Information supplied:
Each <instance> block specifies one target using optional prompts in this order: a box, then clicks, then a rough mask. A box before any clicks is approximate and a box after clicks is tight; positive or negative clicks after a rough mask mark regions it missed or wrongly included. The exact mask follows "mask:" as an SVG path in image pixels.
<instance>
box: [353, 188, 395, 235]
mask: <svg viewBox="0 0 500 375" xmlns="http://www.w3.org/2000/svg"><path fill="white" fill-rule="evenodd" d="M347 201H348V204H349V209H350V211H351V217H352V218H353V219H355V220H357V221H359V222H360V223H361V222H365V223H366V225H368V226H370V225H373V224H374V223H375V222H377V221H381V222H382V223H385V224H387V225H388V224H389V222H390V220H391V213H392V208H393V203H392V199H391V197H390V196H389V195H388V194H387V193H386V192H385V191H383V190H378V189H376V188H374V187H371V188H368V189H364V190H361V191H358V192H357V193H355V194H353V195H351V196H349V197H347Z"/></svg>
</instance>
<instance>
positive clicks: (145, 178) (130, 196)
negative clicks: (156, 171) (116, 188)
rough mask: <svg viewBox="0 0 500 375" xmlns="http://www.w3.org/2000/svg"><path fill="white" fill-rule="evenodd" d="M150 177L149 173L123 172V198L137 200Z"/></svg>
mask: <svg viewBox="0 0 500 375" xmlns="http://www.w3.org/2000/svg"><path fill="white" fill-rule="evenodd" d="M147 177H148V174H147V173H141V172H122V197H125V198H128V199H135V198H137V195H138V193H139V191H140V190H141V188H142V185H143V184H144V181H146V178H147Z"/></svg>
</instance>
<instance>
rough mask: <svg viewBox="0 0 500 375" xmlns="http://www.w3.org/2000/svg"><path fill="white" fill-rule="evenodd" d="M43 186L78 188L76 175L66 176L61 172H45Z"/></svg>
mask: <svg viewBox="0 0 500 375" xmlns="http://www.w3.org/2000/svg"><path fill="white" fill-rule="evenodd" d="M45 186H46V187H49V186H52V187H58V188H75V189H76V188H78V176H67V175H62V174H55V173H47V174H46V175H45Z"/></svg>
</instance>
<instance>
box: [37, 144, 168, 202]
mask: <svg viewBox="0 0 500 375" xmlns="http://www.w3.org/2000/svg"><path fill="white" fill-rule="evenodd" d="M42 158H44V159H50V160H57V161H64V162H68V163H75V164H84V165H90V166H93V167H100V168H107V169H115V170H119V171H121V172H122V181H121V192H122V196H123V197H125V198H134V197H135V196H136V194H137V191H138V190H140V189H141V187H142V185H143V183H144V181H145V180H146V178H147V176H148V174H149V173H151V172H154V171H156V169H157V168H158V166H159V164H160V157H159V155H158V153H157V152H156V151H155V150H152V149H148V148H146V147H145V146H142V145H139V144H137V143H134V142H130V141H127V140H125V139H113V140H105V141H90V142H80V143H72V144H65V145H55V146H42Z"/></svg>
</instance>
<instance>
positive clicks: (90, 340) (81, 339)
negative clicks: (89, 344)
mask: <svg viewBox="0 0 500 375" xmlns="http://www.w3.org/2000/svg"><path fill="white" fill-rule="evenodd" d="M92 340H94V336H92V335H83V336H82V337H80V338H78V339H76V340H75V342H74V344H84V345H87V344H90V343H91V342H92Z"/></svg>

---

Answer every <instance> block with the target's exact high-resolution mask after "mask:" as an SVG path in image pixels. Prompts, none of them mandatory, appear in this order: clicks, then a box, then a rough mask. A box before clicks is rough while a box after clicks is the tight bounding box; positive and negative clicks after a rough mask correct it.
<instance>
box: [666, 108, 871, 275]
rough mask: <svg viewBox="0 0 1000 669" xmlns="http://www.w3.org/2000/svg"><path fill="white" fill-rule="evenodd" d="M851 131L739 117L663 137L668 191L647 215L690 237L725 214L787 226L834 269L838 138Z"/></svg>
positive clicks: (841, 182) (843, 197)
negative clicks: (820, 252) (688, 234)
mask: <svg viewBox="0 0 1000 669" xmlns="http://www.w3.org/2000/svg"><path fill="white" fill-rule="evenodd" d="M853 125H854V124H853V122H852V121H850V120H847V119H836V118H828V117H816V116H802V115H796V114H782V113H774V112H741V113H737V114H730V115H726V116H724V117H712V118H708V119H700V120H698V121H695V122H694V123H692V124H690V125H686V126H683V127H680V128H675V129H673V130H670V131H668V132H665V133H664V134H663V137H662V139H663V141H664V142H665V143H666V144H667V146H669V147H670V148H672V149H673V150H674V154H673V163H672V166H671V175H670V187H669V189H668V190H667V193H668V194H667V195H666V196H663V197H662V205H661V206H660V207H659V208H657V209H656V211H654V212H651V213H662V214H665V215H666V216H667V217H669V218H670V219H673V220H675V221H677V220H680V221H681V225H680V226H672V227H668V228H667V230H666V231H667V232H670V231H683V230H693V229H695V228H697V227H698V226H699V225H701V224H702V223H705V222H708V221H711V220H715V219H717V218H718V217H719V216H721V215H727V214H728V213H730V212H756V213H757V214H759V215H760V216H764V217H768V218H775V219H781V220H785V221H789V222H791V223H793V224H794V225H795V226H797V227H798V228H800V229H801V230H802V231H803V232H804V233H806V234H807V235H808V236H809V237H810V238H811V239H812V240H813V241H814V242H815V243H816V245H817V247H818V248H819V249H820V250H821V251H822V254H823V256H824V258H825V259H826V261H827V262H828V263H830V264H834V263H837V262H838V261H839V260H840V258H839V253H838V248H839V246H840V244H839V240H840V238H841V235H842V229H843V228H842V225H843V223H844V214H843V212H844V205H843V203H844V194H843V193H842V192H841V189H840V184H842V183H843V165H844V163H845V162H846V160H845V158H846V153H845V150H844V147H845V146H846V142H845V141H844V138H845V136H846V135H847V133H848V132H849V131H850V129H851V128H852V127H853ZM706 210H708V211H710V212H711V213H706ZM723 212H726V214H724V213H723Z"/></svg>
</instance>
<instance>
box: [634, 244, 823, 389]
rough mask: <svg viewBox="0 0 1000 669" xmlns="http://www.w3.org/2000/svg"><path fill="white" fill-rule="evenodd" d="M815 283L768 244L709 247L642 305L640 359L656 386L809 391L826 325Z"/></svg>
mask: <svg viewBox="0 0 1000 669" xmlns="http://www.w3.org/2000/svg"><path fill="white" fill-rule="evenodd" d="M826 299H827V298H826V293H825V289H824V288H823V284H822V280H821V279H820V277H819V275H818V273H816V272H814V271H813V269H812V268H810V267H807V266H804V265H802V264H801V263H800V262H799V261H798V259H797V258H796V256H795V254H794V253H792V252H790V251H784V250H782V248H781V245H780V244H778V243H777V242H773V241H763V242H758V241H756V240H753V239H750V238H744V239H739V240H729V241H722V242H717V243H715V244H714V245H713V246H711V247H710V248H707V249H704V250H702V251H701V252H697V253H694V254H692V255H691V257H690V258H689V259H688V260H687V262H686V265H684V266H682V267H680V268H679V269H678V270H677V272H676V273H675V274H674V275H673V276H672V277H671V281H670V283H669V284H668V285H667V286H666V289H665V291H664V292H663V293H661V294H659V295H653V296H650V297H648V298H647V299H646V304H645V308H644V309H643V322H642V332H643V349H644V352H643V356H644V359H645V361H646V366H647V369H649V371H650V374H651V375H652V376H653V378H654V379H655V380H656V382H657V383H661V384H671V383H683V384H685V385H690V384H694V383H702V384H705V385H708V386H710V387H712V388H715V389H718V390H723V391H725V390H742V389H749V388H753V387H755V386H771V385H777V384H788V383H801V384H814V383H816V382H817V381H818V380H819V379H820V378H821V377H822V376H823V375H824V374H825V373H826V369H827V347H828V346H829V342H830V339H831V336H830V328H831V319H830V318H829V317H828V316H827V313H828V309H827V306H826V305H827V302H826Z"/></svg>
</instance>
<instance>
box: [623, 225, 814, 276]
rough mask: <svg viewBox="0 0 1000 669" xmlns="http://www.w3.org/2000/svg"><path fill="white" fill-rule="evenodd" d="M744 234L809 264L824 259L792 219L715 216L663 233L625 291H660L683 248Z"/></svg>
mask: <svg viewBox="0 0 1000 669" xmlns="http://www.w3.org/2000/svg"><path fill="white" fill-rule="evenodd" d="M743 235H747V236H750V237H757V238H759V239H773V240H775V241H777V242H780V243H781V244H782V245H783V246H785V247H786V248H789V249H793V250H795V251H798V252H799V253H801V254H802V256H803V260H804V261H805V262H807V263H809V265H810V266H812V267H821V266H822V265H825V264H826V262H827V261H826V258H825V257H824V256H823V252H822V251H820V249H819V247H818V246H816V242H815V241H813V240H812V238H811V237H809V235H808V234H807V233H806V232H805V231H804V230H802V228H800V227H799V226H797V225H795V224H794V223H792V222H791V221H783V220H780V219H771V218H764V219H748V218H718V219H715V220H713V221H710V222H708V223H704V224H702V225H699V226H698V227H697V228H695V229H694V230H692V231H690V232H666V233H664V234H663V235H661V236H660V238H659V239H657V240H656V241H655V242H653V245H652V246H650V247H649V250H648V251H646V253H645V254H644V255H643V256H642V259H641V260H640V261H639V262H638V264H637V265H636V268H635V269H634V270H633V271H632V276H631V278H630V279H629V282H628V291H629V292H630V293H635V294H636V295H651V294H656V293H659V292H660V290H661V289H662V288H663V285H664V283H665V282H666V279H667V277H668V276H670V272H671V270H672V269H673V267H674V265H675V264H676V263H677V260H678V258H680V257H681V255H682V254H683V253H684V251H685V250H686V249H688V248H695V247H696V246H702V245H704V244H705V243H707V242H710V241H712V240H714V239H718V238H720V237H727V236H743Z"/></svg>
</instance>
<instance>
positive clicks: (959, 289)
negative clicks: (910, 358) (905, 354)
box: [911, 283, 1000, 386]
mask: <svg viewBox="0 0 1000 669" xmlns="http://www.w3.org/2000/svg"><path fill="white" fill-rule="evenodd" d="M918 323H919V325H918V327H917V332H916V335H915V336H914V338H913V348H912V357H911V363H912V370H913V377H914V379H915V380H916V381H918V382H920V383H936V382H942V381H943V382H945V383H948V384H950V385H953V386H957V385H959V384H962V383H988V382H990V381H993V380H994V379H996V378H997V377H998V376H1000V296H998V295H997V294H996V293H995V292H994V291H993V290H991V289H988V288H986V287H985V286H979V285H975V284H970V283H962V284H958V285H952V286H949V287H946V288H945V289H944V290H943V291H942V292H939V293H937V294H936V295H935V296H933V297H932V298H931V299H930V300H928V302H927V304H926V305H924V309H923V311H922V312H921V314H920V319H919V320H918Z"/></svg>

Prompt:
Please pull out each line of the data above that contains the string "pixels", and copy those lines.

Your solution:
Each <instance> block specifies one target using optional prompts in this order: a box, then clicks, then a rough mask. A box before any clicks is approximate and a box after clicks is tight; positive or negative clicks after a rough mask mark regions it missed or wrongly included. The exact mask follows "mask:" as an SVG path in image pixels.
Answer every <instance> block with the target's exact high-resolution mask after "mask:" as an SVG path in image pixels. Prompts, none of them mandatory, appear in this order: clicks, then a box, then a rough mask. A box before clicks is rough while a box after clicks is the tight bounding box; positive and negative clicks after a rough mask correct it.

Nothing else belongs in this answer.